(Rows from a pointing dataset)
::::::::::

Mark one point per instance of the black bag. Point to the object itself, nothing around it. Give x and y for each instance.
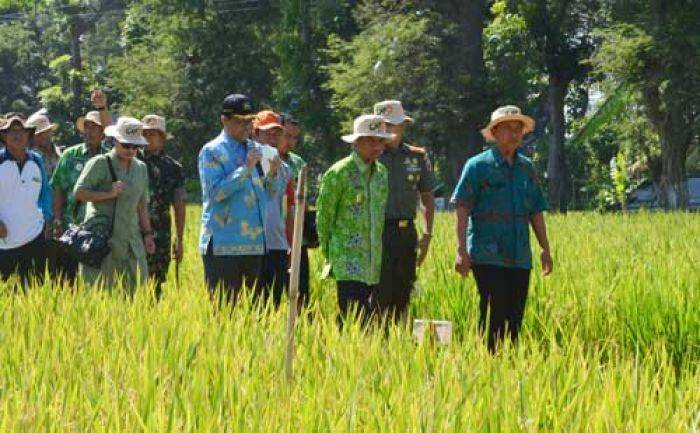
(89, 243)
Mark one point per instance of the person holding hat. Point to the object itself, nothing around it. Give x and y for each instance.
(25, 202)
(41, 142)
(410, 178)
(350, 216)
(279, 217)
(234, 195)
(68, 169)
(498, 195)
(166, 182)
(132, 236)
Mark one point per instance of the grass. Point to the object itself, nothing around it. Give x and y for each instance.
(611, 343)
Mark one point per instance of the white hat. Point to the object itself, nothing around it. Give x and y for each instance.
(392, 112)
(156, 123)
(41, 122)
(367, 125)
(505, 114)
(92, 116)
(128, 131)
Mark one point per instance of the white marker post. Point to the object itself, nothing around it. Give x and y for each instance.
(300, 207)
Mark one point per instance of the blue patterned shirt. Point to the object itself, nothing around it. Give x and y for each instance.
(233, 198)
(502, 198)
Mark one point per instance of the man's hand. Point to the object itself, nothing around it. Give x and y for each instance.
(254, 157)
(99, 99)
(117, 188)
(149, 243)
(547, 262)
(177, 250)
(274, 166)
(463, 263)
(423, 246)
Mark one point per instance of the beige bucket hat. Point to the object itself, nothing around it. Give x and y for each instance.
(367, 125)
(505, 114)
(92, 116)
(392, 112)
(127, 130)
(154, 122)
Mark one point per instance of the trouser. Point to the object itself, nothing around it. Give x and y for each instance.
(354, 297)
(274, 276)
(399, 255)
(225, 276)
(503, 294)
(61, 263)
(27, 261)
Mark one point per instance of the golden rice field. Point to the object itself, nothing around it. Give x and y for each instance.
(611, 343)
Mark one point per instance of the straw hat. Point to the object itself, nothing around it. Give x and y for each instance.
(367, 125)
(154, 122)
(92, 116)
(128, 131)
(505, 114)
(392, 112)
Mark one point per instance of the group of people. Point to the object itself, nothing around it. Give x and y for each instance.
(120, 174)
(365, 210)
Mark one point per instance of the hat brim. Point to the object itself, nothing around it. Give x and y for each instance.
(399, 120)
(111, 131)
(351, 138)
(527, 121)
(80, 123)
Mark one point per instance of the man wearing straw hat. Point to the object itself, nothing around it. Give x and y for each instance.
(410, 177)
(25, 202)
(234, 194)
(41, 142)
(350, 216)
(166, 184)
(68, 169)
(498, 196)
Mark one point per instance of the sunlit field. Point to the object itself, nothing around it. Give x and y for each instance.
(611, 343)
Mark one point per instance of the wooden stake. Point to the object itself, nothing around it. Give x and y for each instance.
(294, 278)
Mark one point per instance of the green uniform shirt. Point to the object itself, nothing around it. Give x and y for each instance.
(410, 173)
(350, 219)
(126, 242)
(70, 165)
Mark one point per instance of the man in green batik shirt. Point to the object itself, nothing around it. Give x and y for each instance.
(350, 216)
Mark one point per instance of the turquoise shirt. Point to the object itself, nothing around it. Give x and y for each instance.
(502, 198)
(233, 198)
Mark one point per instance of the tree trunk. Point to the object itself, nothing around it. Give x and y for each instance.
(557, 173)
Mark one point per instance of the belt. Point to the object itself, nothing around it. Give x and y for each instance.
(402, 224)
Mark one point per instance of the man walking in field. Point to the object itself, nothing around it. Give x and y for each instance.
(350, 216)
(498, 195)
(410, 177)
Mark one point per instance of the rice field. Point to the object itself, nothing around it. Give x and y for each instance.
(611, 343)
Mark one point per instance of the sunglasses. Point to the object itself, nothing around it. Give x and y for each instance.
(128, 146)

::::::::::

*EXERCISE PROMPT*
Rewrite these lines, replacing "Mark one point" with "Place a single point" everywhere it occurs and leaving everything else as it is. Omit the pictures from your answer.

*OUTPUT BELOW*
Place a single point per instance of the black bag. Point to the object itself, nothing around it. Give x and y for each instance.
(89, 243)
Place a single point per instance of the person holding hat. Point to the object itself, nothing around it. Give x and y for each instance.
(25, 202)
(41, 142)
(410, 178)
(350, 216)
(279, 217)
(234, 195)
(68, 169)
(498, 195)
(166, 182)
(132, 236)
Place a single point per instance of the grass. Point to the object itself, nothing around it. Give x and y for each instance.
(611, 343)
Place a single point per instance of the white hat. Point to the object itself, nothing around it. Give x and y for each instance.
(392, 112)
(156, 123)
(41, 122)
(367, 125)
(505, 114)
(92, 116)
(128, 131)
Place a single point per instance of the white marker post. Point to the object itself, nothing around it. Give x and y for each instance.
(300, 207)
Place a single point per instance of the blue patterned shirt. Point to the object itself, nothing around it. Give x and y for each instance.
(233, 198)
(502, 198)
Place a single point per instance of the man's hand. Point to the object itself, nothing around it. Give x and y for each instance.
(254, 157)
(99, 99)
(117, 188)
(149, 243)
(547, 262)
(177, 250)
(274, 166)
(463, 263)
(423, 246)
Place a single point per instance of the beige bucket hat. Point to the object itself, nothing around it. Give x and y for each instance.
(367, 125)
(505, 114)
(92, 116)
(392, 112)
(127, 130)
(154, 122)
Place a single point per instance of the trouser. Point to the object itself, nothing around it. Give x and y for each instance.
(354, 297)
(274, 276)
(399, 255)
(225, 276)
(503, 294)
(61, 263)
(27, 261)
Place a single point per instance of the golden rice field. Point to the object itself, nothing around it. Give x and y for each instance.
(611, 343)
Place a single point per instance of the straw hat. Point to the object itself, nothing around it. Give x and y for each instance.
(367, 125)
(154, 122)
(92, 116)
(128, 131)
(505, 114)
(392, 112)
Place a single point per instance of the group of people. Point to the object itself, nothing around it. Give x and y for each instance.
(120, 174)
(365, 210)
Place a single point per instance of the hat brim. Point to the object itself, nothing around it. Give x and y for each instance.
(399, 120)
(111, 131)
(351, 138)
(527, 121)
(80, 123)
Place a single point per instance of the man wearing straw hat. Point to the object itself, nothing around it. Give x and y for each instance.
(410, 177)
(25, 202)
(234, 194)
(41, 142)
(350, 216)
(166, 184)
(68, 169)
(498, 196)
Place a single point per instance of the sunlit field. Point to the object itself, nothing around it. Give x and y for each instance.
(611, 343)
Place a single point per instance of the wooden stake. Point to the object itself, nothing around it. Give x and y for each instance.
(294, 278)
Place a single point per instance of the green uniform shirt. Point to the object itself, nothing around it. Give x and y for each instance.
(410, 173)
(350, 219)
(126, 242)
(70, 165)
Place a single point per instance of the man in green batik shirt. Point to the object itself, nothing around it. Give x and y for each instance.
(350, 216)
Place a single point per instance of the turquoise shirt. Point to the object itself, nothing around it. Give x and y for each instance.
(502, 198)
(233, 198)
Place a single point per instance of the tree trunk. Point to the object itself, nothing around it. Give x and y for each instance.
(557, 173)
Place a single point per instance of the belt. Point to the object itself, nothing around it. Give x and y for each instance.
(402, 224)
Place a single point per instance of the man walking in field. Point to the object itself, nothing around it. Give x and y for each instance.
(350, 216)
(498, 195)
(410, 177)
Place a single point per instance of the rice field. Point to the object itself, nothing around it. Give x and y for each instance.
(611, 343)
Place a single point per instance of the sunglasses. Point to the object itself, nothing around it. Give x and y for each instance.
(128, 146)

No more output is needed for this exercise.